Set amid the crumbling housing estates, drug addicts and the small time criminals who deal to them in Cork city, it’s not the tourist friendly face that Ireland generally likes to present to the world.
But from the first page of McInerney’s Baileys prize-winning novel you’ll be bowled over by the narrative force of her storytelling. Most of McInerney’s hardbitten characters are hanging on to life by their chipped fingernails, which gives their lives and this book its remarkable sense of urgency. On each page she paints a picture of an out of control Irish underworld that we rarely ever see.
The story begins when Maureen Phelan, exiled to London decades earlier to conceal her unwelcome pregnancy, kills an intruder in her home with a Holy Stone (McInerney has an eye for irony).
Georgie, another one of McInerney’s unforgettable characters, is a teenage former junkie and former sex worker desperately trying to keep her nose clean. For Georgie, Cork city is a place where the more fortunate send her hard stares that threateningly suggest she keep on moving.
Here’s how McInerney tells us what it feels like to be her: “Cork City remained a mystery, the expanse of it forbidden to people like her, a soirée to which she held no invitation.”
It’s because McInerney can write like this, and it’s because she understands what it feels like to live like this, that her debut novel is such a marvel. The Glorious Heresies is a brutal, boisterous romp that is also by turns tender and hilarious, and its appearance announces the arrival of a distinctive new voice in Irish fiction.
– Cahir O’Doherty
(Tim Duggan Books / 400 pages / $27)
:::::
What you will do:
Reproduce word for word the stretch of the book review from "The story begins" through "eye for irony).".
:::::
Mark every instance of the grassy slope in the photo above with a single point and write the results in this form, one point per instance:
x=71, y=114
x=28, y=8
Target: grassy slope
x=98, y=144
:::::
Solved problem:
The story begins when Maureen Phelan, exiled to London decades earlier to conceal her unwelcome pregnancy, kills an intruder in her home with a Holy Stone (McInerney has an eye for irony).